Democrats loved to berate the often hapless Alberto Gonzales, who they claimed failed to uphold this standard as attorney general. Although the alleged offenses occurred primarily on the watch of Gonzales (who served only two and a half of Bush's eight years), the criticism stuck and lingered long after Gonzales departed. Inspector general investigations and oversight hearings maintained the drumbeat of accusations. And when the distinguished federal judge Michael Mukasey was nominated to replace Gonzales, he was peppered by Senators Joe Biden, Russ Feingold and Patrick Leahy, among others, with questions about just how badly the department had been "politicized." The average American couldn't help but conclude that something had gone terribly awry.

It is therefore surprising that in the first seven months of the Obama administration, a series of hyper-partisan decisions, questionable appointments, and the inexplicable dismissal of a high-profile voter intimidation case against the New Black Panther party have once again fanned suspicions that the Justice Department is a pawn in partisan political battles.

> TO BE DONE
a: Decide whether each statement agrees with the passage on the Justice Department: (i) Gonzales served two and a half of Bush's eight years; (ii) Michael Mukasey was nominated to replace Gonzales; (iii) the voter intimidation case against the New Black Panther party was won. Give yes or no for each, with the deciding words quoted from the passage.
b: Rewrite the part of the passage on the Justice Department starting at "It is therefore" and ending at "partisan political battles.", renaming "Justice Department" as "Department of Justice".
The data that follows comes from a separate source.

> INFORMATION PROVIDED
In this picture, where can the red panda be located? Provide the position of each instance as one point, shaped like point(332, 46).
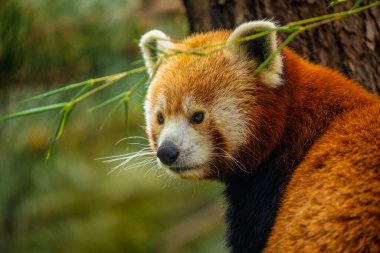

> PER-TASK OUTPUTS
a:
(i) Yes: "who served only two and a half of Bush's eight years"
(ii) Yes: "the distinguished federal judge Michael Mukasey was nominated to replace Gonzales"
(iii) No: "the inexplicable dismissal of a high-profile voter intimidation case against the New Black Panther party"

b:
It is therefore surprising that in the first seven months of the Obama administration, a series of hyper-partisan decisions, questionable appointments, and the inexplicable dismissal of a high-profile voter intimidation case against the New Black Panther party have once again fanned suspicions that the Department of Justice is a pawn in partisan political battles.